— GIVEN TASK —
Please repeat, word for word, the stretch of the records from the line containing "Where can you find the white sedan" through the line containing "(1307, 610)". Give only those lines.

%%

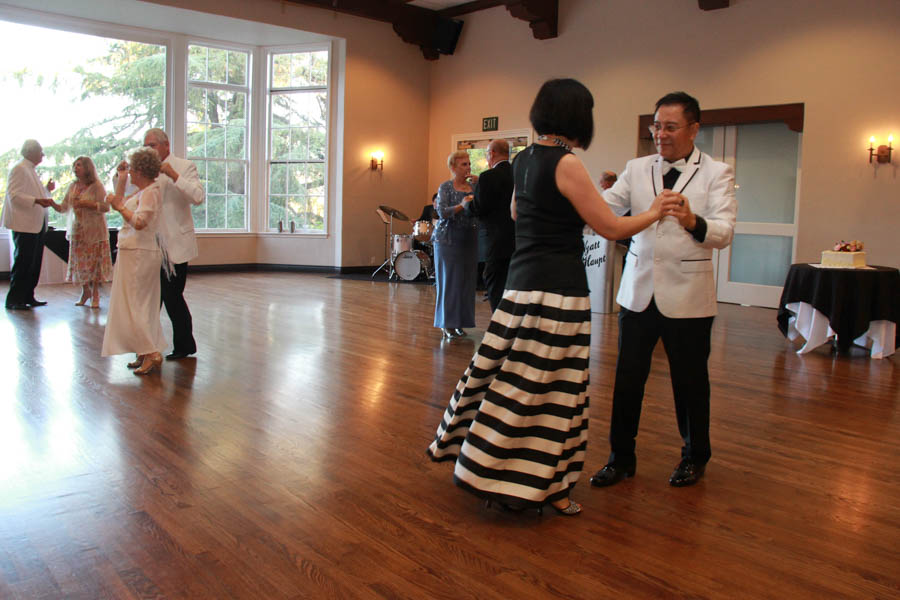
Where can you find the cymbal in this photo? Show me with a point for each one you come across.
(393, 212)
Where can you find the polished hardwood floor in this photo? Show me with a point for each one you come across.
(288, 461)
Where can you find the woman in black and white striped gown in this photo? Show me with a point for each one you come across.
(517, 422)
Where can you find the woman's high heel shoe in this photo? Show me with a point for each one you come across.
(570, 511)
(151, 362)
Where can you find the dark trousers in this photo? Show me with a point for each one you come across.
(495, 271)
(26, 268)
(686, 342)
(172, 296)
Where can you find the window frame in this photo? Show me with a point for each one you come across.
(250, 89)
(266, 153)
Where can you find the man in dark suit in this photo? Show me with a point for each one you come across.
(493, 193)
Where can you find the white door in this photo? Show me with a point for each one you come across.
(766, 160)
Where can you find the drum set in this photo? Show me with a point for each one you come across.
(402, 256)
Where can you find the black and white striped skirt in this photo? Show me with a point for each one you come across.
(517, 423)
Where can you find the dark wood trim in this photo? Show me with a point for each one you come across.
(542, 16)
(469, 7)
(415, 25)
(789, 114)
(713, 4)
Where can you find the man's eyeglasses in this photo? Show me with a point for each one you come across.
(667, 127)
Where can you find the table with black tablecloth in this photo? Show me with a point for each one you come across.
(853, 305)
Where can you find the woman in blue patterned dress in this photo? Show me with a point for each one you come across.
(455, 251)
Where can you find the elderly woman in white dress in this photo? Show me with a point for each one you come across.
(133, 323)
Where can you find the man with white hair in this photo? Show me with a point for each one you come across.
(25, 214)
(181, 188)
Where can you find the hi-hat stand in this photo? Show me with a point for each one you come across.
(388, 263)
(388, 215)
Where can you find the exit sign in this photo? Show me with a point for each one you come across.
(489, 123)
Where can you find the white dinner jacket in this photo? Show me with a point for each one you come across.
(20, 211)
(664, 261)
(177, 224)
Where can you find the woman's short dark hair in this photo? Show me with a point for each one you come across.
(564, 107)
(689, 105)
(146, 162)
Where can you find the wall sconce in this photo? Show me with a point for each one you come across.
(377, 160)
(883, 153)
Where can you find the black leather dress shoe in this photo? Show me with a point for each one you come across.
(686, 473)
(612, 474)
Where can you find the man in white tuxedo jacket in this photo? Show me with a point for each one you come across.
(181, 189)
(668, 290)
(25, 215)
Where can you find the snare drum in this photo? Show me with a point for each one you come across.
(401, 243)
(411, 264)
(422, 230)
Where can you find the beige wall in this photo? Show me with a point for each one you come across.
(836, 56)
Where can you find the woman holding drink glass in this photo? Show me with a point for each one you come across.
(89, 257)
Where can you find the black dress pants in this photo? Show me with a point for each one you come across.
(686, 342)
(172, 296)
(26, 268)
(495, 271)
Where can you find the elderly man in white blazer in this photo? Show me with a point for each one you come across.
(25, 214)
(181, 189)
(668, 290)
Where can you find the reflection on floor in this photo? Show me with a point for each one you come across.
(287, 461)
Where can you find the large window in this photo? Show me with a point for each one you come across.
(298, 125)
(217, 133)
(82, 95)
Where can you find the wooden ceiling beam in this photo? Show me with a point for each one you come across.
(469, 7)
(542, 16)
(420, 26)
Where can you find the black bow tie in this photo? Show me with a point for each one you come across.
(670, 178)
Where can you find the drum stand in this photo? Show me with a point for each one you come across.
(388, 221)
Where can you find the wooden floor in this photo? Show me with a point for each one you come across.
(288, 461)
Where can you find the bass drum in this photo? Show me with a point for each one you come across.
(422, 230)
(401, 243)
(412, 263)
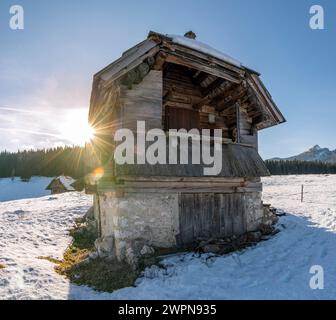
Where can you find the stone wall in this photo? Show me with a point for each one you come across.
(133, 224)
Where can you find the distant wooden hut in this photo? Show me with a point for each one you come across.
(61, 184)
(175, 82)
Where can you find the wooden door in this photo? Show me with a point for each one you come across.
(211, 215)
(179, 118)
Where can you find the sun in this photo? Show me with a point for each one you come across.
(76, 128)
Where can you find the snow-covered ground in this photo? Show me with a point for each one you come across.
(274, 269)
(17, 189)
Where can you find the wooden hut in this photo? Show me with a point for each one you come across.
(61, 184)
(175, 82)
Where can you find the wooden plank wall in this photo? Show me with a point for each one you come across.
(211, 215)
(143, 102)
(179, 91)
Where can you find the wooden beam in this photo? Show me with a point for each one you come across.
(203, 66)
(238, 121)
(217, 91)
(160, 59)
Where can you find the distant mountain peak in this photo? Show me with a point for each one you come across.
(316, 148)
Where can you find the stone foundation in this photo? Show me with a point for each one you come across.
(133, 224)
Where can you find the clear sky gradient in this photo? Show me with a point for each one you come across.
(46, 70)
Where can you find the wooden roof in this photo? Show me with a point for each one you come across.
(203, 60)
(237, 161)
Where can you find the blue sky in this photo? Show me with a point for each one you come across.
(46, 69)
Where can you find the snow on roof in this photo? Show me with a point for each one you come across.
(202, 47)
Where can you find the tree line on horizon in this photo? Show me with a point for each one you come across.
(70, 161)
(50, 162)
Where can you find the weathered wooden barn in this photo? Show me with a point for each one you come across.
(175, 82)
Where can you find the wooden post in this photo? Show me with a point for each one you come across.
(238, 121)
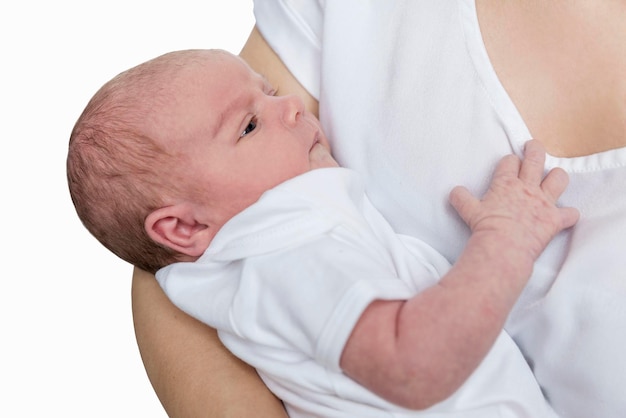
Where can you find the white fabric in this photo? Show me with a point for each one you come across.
(410, 100)
(285, 281)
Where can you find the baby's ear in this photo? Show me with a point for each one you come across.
(177, 228)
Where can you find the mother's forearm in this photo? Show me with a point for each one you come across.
(191, 372)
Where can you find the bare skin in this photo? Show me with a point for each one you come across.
(563, 65)
(418, 352)
(179, 353)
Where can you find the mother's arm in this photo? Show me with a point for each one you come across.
(191, 371)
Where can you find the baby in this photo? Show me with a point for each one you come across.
(190, 166)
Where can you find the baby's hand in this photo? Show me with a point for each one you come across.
(520, 204)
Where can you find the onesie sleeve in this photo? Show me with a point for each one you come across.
(293, 29)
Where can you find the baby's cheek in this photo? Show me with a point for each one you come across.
(320, 157)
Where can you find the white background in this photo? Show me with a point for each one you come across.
(67, 346)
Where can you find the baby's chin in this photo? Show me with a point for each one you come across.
(320, 157)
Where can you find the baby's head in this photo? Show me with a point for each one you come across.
(167, 152)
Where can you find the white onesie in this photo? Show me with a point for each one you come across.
(409, 99)
(286, 280)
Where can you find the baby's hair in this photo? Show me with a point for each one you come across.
(117, 173)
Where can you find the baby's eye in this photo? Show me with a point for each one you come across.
(251, 126)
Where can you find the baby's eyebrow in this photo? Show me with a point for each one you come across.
(265, 81)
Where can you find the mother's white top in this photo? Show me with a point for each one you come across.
(409, 99)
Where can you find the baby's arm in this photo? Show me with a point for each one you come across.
(418, 352)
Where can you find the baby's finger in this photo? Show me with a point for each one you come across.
(509, 165)
(464, 203)
(532, 168)
(554, 184)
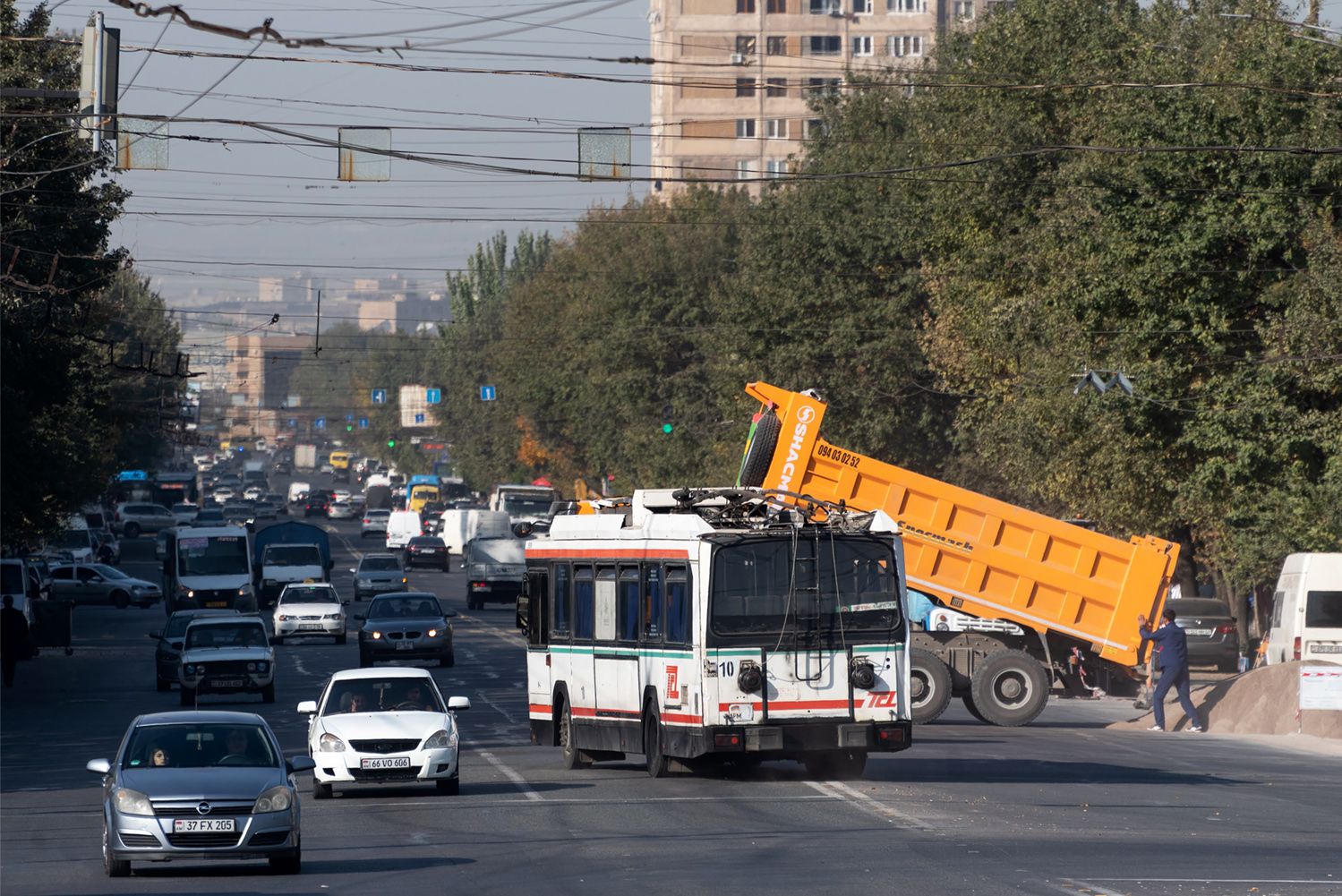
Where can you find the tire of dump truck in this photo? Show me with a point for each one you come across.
(1009, 688)
(929, 686)
(755, 467)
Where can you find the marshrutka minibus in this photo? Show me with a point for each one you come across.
(717, 626)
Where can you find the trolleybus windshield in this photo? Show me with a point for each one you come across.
(809, 585)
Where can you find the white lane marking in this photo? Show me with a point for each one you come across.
(1084, 884)
(511, 775)
(839, 790)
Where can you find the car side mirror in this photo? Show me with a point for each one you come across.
(301, 764)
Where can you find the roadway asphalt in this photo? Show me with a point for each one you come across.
(1059, 806)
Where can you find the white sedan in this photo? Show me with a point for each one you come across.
(382, 726)
(309, 610)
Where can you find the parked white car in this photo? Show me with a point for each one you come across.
(309, 610)
(382, 726)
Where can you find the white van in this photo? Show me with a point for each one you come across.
(401, 526)
(1307, 610)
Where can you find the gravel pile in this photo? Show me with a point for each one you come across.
(1259, 702)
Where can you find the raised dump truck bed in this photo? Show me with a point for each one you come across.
(1068, 588)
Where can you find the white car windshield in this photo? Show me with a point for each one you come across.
(309, 596)
(381, 695)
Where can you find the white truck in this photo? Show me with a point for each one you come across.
(524, 503)
(494, 559)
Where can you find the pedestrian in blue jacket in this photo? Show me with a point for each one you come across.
(1173, 647)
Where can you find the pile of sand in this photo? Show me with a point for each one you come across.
(1259, 702)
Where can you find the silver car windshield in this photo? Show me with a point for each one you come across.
(199, 746)
(381, 695)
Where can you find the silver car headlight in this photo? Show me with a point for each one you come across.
(132, 802)
(440, 740)
(274, 799)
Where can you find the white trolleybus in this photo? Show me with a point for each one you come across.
(718, 626)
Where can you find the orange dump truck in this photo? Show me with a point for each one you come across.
(1021, 602)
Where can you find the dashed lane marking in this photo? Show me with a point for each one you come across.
(839, 790)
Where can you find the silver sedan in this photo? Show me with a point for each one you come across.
(201, 786)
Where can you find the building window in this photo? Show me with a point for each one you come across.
(905, 46)
(822, 86)
(825, 45)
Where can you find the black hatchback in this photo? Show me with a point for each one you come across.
(427, 550)
(1210, 627)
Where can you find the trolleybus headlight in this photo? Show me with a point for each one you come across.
(749, 678)
(862, 673)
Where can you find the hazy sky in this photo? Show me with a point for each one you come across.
(261, 204)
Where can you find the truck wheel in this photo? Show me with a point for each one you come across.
(572, 755)
(1009, 688)
(929, 686)
(755, 465)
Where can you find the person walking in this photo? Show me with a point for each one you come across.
(1173, 647)
(13, 639)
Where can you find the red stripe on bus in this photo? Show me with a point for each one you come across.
(631, 553)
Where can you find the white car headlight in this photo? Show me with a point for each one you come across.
(132, 802)
(274, 799)
(440, 740)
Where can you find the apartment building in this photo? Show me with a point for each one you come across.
(731, 89)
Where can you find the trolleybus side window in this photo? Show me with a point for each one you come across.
(583, 602)
(653, 602)
(605, 604)
(678, 605)
(560, 607)
(627, 604)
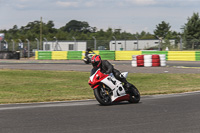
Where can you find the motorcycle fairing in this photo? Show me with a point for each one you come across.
(96, 78)
(116, 86)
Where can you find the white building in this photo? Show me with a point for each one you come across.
(134, 44)
(64, 46)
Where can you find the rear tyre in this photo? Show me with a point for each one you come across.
(102, 96)
(87, 61)
(135, 95)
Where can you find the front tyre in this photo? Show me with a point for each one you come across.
(135, 96)
(102, 96)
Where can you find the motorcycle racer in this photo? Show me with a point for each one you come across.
(107, 68)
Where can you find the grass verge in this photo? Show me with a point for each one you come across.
(22, 86)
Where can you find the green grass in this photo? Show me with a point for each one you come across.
(22, 86)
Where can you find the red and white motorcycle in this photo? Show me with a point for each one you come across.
(107, 89)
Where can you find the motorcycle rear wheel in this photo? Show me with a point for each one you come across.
(102, 97)
(135, 98)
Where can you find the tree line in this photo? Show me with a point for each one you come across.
(81, 30)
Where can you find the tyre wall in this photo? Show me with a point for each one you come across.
(117, 55)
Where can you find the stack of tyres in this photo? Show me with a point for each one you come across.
(140, 60)
(155, 60)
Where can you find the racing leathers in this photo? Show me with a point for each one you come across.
(108, 68)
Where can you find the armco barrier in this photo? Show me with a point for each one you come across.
(107, 55)
(156, 52)
(126, 55)
(59, 55)
(197, 55)
(153, 60)
(44, 55)
(181, 55)
(74, 55)
(117, 55)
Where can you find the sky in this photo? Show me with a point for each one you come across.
(129, 15)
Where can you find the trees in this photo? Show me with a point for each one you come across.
(79, 26)
(192, 32)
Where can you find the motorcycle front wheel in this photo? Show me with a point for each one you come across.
(102, 96)
(135, 97)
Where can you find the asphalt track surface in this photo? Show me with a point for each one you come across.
(176, 113)
(78, 65)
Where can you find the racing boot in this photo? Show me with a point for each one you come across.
(126, 85)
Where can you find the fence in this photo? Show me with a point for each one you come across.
(117, 55)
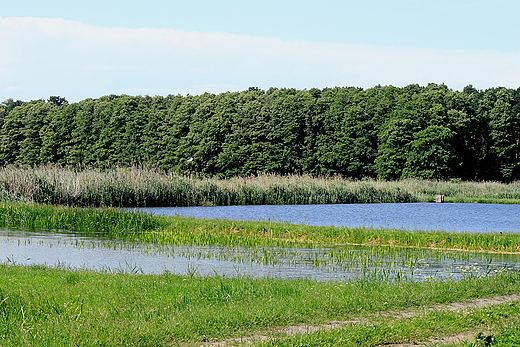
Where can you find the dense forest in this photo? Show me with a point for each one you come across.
(383, 132)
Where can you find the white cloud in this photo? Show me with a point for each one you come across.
(45, 57)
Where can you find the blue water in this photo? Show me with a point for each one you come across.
(414, 216)
(71, 250)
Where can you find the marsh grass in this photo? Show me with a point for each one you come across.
(88, 220)
(191, 231)
(140, 187)
(49, 307)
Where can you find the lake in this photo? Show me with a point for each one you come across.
(72, 250)
(410, 216)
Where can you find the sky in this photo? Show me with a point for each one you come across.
(86, 49)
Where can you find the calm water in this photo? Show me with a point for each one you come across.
(416, 216)
(323, 264)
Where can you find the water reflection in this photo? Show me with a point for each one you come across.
(322, 264)
(416, 216)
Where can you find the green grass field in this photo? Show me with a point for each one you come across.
(43, 306)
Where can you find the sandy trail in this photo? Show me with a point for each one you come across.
(305, 329)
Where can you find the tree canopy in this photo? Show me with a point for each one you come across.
(383, 132)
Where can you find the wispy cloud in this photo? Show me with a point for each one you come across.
(43, 57)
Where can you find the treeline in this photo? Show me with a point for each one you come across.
(382, 132)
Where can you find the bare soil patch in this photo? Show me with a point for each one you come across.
(305, 329)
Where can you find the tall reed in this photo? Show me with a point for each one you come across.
(140, 187)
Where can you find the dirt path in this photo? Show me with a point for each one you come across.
(305, 329)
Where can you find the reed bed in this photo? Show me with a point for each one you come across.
(141, 187)
(43, 217)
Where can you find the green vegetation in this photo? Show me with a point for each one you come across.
(429, 132)
(137, 187)
(185, 231)
(58, 307)
(431, 325)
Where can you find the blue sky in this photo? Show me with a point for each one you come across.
(81, 49)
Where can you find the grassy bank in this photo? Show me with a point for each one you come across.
(55, 307)
(180, 230)
(132, 187)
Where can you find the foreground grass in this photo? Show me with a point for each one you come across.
(135, 187)
(496, 326)
(181, 230)
(55, 307)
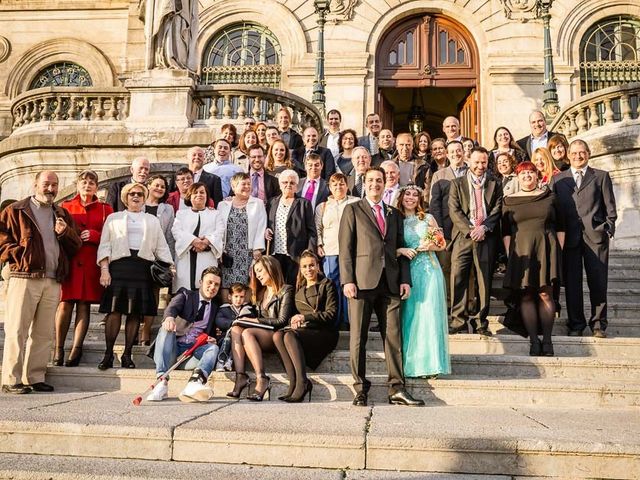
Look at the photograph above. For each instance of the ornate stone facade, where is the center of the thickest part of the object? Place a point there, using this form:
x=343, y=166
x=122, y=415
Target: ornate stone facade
x=107, y=38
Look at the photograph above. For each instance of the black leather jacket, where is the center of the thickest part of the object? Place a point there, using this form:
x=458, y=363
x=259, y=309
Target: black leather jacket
x=280, y=309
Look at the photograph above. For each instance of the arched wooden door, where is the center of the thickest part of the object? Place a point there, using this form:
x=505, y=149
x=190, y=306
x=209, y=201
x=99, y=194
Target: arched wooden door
x=430, y=62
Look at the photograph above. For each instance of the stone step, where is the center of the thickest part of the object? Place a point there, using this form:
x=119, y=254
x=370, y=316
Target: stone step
x=505, y=440
x=30, y=467
x=449, y=390
x=458, y=345
x=487, y=360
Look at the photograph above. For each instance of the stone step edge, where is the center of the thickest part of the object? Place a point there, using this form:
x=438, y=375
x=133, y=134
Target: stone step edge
x=148, y=374
x=183, y=441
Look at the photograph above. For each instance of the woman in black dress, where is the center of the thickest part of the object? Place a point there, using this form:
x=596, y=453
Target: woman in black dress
x=274, y=301
x=311, y=334
x=533, y=241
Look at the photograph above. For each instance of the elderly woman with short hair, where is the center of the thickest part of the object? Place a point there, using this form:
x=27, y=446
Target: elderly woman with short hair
x=245, y=220
x=130, y=242
x=291, y=226
x=198, y=232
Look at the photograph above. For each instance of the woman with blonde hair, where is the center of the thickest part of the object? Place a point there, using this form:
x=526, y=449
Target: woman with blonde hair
x=541, y=158
x=274, y=301
x=278, y=158
x=131, y=241
x=425, y=335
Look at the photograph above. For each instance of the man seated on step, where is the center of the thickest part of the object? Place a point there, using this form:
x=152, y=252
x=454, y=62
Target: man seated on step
x=189, y=314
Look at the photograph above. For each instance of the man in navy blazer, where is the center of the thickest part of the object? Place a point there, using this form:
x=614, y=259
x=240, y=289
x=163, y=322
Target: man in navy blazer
x=588, y=216
x=189, y=314
x=299, y=155
x=313, y=187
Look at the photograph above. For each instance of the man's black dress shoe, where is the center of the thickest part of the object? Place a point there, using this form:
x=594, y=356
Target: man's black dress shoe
x=599, y=333
x=485, y=332
x=402, y=397
x=41, y=387
x=460, y=329
x=360, y=400
x=17, y=389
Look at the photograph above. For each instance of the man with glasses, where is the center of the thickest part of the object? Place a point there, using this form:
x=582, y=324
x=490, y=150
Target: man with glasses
x=263, y=185
x=37, y=239
x=249, y=123
x=184, y=179
x=195, y=159
x=140, y=168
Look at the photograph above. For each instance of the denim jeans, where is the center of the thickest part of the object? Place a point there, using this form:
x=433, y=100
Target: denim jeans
x=331, y=269
x=168, y=350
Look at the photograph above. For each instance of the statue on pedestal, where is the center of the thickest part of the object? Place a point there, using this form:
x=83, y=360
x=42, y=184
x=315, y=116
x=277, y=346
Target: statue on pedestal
x=171, y=31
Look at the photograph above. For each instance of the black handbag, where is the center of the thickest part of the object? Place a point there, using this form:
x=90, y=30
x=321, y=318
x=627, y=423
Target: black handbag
x=227, y=260
x=161, y=273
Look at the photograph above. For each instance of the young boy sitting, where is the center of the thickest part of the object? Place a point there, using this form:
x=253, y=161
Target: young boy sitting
x=236, y=309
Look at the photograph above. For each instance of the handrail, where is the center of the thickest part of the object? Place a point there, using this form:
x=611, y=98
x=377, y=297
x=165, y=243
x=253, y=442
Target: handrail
x=603, y=107
x=229, y=102
x=70, y=103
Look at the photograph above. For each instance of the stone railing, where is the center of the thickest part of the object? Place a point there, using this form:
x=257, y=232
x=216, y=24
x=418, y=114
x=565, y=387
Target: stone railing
x=604, y=107
x=232, y=103
x=70, y=103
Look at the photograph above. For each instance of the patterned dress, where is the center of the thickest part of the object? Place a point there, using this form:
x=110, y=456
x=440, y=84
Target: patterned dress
x=425, y=341
x=236, y=247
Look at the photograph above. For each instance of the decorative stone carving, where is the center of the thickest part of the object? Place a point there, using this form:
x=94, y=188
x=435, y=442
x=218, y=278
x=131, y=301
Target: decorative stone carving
x=522, y=10
x=341, y=10
x=5, y=49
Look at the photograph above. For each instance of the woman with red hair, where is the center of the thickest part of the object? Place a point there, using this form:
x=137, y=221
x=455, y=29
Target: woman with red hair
x=532, y=240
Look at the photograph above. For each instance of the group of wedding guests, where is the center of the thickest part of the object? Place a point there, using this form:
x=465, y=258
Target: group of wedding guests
x=303, y=240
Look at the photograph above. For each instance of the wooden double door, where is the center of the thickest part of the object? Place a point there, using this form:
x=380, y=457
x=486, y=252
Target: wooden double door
x=428, y=62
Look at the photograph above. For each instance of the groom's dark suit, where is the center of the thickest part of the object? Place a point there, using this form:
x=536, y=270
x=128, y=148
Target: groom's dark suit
x=368, y=259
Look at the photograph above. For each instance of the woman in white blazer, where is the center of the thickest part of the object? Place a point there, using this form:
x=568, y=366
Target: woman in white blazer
x=245, y=220
x=131, y=240
x=198, y=232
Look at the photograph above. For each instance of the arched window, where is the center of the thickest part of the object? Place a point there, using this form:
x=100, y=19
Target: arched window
x=610, y=54
x=242, y=53
x=62, y=74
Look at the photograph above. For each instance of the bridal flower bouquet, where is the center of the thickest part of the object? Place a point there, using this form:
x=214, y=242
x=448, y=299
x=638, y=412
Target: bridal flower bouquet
x=433, y=236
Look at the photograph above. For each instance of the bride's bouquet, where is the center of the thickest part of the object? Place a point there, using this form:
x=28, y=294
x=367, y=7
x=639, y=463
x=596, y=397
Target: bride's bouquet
x=433, y=236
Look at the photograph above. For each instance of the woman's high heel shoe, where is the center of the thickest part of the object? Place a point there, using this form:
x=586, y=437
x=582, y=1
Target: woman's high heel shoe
x=257, y=396
x=107, y=362
x=58, y=359
x=308, y=388
x=74, y=357
x=242, y=382
x=126, y=362
x=536, y=348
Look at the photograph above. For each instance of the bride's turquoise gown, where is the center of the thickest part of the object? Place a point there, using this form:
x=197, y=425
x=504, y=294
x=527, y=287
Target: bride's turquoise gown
x=425, y=332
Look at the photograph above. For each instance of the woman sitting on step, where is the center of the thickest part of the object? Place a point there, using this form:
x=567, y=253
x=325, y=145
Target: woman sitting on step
x=275, y=303
x=311, y=334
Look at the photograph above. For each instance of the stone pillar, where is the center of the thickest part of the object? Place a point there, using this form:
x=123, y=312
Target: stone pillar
x=161, y=99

%%

— OUTPUT OF THE EXERCISE —
Where can you find the white sedan in this photo? Show me with a point for each one you come across.
(382, 726)
(309, 610)
Where can you find the parked white car in this photo? Show me with a point for each one you come across.
(309, 610)
(382, 726)
Where can you find the white van in this photo? Show me with a point for each one you come across.
(401, 526)
(1307, 610)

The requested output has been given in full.